DIRECTIVE A: According to the Source text on the 1992 Olympic host vote, how much profit did Los Angeles make from its Summer Games?
DIRECTIVE B: Write out the stretch of the Source text on the 1992 Olympic host vote from "What is different" through "million to one.", word for word.

* START SOURCE TEXT *

Barcelona (surprise) and Albertville, France, won the 1992 Olympic sweepstakes at the International Olympic Committee's Lausanne meeting

In the final analysis, the week was one of such bewilderingly wretched excess that no one could quite believe it was not something out of an Olympian Alice's wonderland. As Churchill certainly never said, but might have had he witnessed the machinations last week in Lausanne, the Vatican City of the Olympic movement: Never have so many been so eager to give so much to so few in order to get so little.

What that would have meant, if Churchill had said it, was this: For the last three years, 13 cities with a combined metropolitan population of more than 17 million have spent a total of more than $100 million in separate, but equally frenzied, campaigns to win the hearts and minds of 89 living (or almost) members of the International Olympic Committee, who held a secret election in Switzerland last week to pick the host cities for the Summer and Winter Olympics of 1992. Because there could be only 2 winners, there had to be 11 losers, and each would leave Lausanne having spent enormous amounts of money, time, passion, brainpower and creative energy, for which they got in return almost nothing of tangible value.

And so it was. At the end of a surreal week that combined a peculiarly pushy brand of civic boosterism with the high-tech cool of professional trade-fair barkers and filmmakers, plus some hard-headed techniques of public relations and personal persuasion that never ever ruled out raw bribery, the besieged cadres of the IOC bravely chose the anointed duo: Barcelona, capital of Catalonia on the Mediterranean coast of Spain, got the Summer Games, and Albertville, an area of 12 tiny, rather tacky ski villages in the French Alps, the Winter Games. The 11 rejects were, in alphabetical order: Amsterdam, Anchorage, Belgrade, Berchtesgaden (West Germany), Birmingham (England), Brisbane, Cortina (Italy), Falun (Sweden), Lillehammer (Norway), Paris and Sofia.

The obvious question is why? Why would 13 perfectly sane and self-respecting municipalities want to enter such a sacrificial crapshoot against such long odds? More to the point, why would any-city want to invite into its environs the uncontrollable monster that the Olympics has so often come to be? The four Summer Games held since 1972 have produced, in order, a terrorist massacre, a $1 billion deficit and a pair of mean-minded Cold War boycotts that deeply undermined the competitive quality of the Games. So who wants them? Until recently, almost no one. Denver won the 1976 Winter Games, but its furious citizenry made the city give the damn things back. In 1978 Los Angeles got the '84 Summer Games because it was the only bidder, and in 1981 Seoul won the '88 Games against only one other bidder.

What is different now? Mainly, the fat $225 million profit that Los Angeles managed to turn from its ostensibly "Spartan" spectacular. At first Los Angeles's windfall was denounced by Olympic bleeding hearts as a blatant felony, but it wasn't long before the new Olympic ideal was to fit ever bigger dollar signs inside the five Olympic rings. In June 1985 the IOC itself followed directly in L.A.'s money-colored path and signed with a marketing company to recruit "worldwide Olympic sponsors" (such as Coca-Cola, Eastman Kodak, Federal Express and Visa for a cool $104 million so far). Thus it was no surprise last week in Lausanne to see that it was avarice over altruism by a million to one.

* END SOURCE TEXT *
* START RECORD EXCERPTS *

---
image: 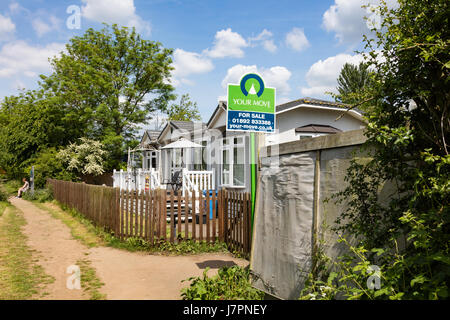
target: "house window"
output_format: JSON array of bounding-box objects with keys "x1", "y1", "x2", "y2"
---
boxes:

* END RECORD EXCERPTS *

RESULT A: About $225 million.

RESULT B:
What is different now? Mainly, the fat $225 million profit that Los Angeles managed to turn from its ostensibly "Spartan" spectacular. At first Los Angeles's windfall was denounced by Olympic bleeding hearts as a blatant felony, but it wasn't long before the new Olympic ideal was to fit ever bigger dollar signs inside the five Olympic rings. In June 1985 the IOC itself followed directly in L.A.'s money-colored path and signed with a marketing company to recruit "worldwide Olympic sponsors" (such as Coca-Cola, Eastman Kodak, Federal Express and Visa for a cool $104 million so far). Thus it was no surprise last week in Lausanne to see that it was avarice over altruism by a million to one.